**Description of the task:** Give as output the line that contains "retinal scan image in the photo above.", followed by every remaining line of the entries, unchanged and with nothing added.

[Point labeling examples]
+++
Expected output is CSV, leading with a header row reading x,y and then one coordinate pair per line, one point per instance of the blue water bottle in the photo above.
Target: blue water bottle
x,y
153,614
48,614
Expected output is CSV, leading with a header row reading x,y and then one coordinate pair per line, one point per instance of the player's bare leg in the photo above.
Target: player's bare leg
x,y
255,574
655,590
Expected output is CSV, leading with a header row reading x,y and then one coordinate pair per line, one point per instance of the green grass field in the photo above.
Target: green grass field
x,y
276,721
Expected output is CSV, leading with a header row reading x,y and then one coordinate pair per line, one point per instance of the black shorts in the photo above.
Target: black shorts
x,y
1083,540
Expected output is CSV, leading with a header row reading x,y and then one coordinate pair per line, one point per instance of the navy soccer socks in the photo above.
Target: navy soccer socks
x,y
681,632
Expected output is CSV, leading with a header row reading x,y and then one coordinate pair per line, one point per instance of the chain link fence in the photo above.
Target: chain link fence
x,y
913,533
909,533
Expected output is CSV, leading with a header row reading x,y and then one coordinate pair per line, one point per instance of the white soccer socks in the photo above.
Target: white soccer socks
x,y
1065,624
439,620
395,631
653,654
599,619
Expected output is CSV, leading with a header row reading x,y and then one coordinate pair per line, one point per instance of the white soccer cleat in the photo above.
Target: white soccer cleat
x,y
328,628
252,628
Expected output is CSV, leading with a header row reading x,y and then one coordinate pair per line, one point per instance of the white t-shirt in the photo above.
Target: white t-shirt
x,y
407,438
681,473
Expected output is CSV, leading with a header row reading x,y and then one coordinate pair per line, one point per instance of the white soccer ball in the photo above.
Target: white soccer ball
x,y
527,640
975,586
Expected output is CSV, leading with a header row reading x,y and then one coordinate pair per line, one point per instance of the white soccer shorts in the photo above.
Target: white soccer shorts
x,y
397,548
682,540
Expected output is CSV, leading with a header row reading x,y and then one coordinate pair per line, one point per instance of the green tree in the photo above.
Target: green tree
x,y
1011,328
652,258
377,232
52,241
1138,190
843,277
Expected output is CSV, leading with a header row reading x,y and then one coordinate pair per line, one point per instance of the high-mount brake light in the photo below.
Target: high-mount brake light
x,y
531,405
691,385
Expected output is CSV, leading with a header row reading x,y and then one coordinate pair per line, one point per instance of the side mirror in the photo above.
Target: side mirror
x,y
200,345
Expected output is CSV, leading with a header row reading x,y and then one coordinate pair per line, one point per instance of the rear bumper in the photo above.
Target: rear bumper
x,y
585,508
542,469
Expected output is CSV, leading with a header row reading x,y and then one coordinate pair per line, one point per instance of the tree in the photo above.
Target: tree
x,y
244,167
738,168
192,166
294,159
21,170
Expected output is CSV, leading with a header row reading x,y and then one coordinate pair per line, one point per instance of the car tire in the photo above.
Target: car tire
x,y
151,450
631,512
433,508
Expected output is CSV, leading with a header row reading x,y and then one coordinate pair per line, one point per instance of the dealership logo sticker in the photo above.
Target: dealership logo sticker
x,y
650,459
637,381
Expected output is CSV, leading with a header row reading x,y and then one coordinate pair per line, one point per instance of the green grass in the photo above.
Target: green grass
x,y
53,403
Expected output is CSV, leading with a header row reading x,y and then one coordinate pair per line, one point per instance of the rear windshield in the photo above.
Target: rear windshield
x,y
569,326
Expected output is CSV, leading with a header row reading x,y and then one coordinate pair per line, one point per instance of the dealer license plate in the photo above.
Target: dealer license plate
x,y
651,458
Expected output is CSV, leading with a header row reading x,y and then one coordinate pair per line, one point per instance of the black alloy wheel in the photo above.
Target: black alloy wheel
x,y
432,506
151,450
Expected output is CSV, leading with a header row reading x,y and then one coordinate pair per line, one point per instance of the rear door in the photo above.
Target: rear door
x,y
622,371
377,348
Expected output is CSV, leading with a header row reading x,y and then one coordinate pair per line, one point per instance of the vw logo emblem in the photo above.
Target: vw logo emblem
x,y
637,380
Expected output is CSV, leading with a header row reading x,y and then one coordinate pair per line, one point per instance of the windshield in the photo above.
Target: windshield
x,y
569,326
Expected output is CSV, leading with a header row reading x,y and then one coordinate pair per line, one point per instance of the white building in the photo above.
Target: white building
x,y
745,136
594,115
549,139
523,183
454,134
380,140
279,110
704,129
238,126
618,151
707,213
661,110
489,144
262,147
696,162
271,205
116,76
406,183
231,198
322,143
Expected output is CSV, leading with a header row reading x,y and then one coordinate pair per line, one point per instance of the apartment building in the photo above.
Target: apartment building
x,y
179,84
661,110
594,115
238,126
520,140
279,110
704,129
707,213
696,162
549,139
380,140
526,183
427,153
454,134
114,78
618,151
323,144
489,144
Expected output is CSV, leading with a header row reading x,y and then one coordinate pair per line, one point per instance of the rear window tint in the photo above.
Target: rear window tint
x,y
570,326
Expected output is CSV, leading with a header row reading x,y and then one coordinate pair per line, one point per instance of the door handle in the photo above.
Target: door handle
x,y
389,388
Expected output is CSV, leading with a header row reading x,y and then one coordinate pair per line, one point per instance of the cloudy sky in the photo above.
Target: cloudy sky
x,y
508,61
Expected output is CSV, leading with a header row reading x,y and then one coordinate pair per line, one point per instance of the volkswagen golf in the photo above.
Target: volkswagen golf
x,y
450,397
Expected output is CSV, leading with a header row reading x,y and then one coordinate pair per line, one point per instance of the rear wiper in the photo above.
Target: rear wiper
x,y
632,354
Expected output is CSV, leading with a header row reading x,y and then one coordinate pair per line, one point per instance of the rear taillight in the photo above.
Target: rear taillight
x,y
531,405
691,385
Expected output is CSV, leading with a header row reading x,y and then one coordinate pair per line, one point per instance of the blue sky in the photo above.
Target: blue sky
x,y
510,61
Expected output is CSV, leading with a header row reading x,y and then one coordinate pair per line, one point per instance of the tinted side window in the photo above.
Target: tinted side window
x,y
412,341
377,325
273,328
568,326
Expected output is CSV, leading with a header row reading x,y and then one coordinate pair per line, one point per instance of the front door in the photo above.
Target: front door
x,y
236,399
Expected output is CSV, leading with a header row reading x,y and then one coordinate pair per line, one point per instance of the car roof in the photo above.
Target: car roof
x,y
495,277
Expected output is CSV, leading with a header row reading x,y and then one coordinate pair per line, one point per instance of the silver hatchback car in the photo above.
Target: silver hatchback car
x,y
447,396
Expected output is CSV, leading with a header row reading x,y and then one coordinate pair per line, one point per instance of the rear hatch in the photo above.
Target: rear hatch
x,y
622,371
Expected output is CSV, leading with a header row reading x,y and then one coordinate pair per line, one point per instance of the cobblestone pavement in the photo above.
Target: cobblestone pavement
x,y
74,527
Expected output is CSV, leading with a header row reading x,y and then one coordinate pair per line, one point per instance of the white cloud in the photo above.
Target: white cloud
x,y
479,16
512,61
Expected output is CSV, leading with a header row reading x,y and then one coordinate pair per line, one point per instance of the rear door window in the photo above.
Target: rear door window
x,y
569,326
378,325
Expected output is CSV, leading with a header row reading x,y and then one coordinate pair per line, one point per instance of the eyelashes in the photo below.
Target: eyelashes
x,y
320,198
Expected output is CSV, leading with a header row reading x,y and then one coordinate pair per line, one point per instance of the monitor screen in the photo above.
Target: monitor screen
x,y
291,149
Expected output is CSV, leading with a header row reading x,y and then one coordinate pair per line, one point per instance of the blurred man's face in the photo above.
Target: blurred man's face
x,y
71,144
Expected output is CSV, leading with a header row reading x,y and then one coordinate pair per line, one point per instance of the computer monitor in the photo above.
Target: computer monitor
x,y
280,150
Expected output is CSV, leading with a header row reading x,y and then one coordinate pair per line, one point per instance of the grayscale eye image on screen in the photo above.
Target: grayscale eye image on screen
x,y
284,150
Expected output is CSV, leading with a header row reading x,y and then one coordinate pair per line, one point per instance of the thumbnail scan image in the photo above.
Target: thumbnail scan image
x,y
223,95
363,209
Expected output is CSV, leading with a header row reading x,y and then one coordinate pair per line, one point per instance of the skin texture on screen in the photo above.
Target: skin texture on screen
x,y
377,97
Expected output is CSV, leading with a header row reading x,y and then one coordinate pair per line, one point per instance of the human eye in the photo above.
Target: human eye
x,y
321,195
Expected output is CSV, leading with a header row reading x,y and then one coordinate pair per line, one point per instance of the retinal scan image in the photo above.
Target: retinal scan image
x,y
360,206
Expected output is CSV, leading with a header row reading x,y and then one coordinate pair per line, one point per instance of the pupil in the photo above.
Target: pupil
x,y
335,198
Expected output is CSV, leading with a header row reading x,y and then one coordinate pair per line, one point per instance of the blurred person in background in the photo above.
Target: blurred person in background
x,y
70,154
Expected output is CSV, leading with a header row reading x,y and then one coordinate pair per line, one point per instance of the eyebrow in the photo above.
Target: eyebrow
+++
**Answer in full:**
Expected output is CSV, leading with a header row reading x,y and then one coordinate pair per line, one point per instance of the retinal scan image in the photo above.
Target: retinal scan image
x,y
360,206
Expected output is CSV, leading with a header row reading x,y and then one coordinate pair per line, one point per instance of the pupil in the photo above.
Target: pupil
x,y
335,198
Expected output is CSV, leading with a header row reading x,y and then one coordinate pair per line, one point per instance of the blurred person in background in the photo above.
Target: blurred person in background
x,y
70,154
Expected output is CSV, leading with a header row reading x,y and then one coordinate pair per line, one point per instance of the eyebrow in the photo above.
Target: eyebrow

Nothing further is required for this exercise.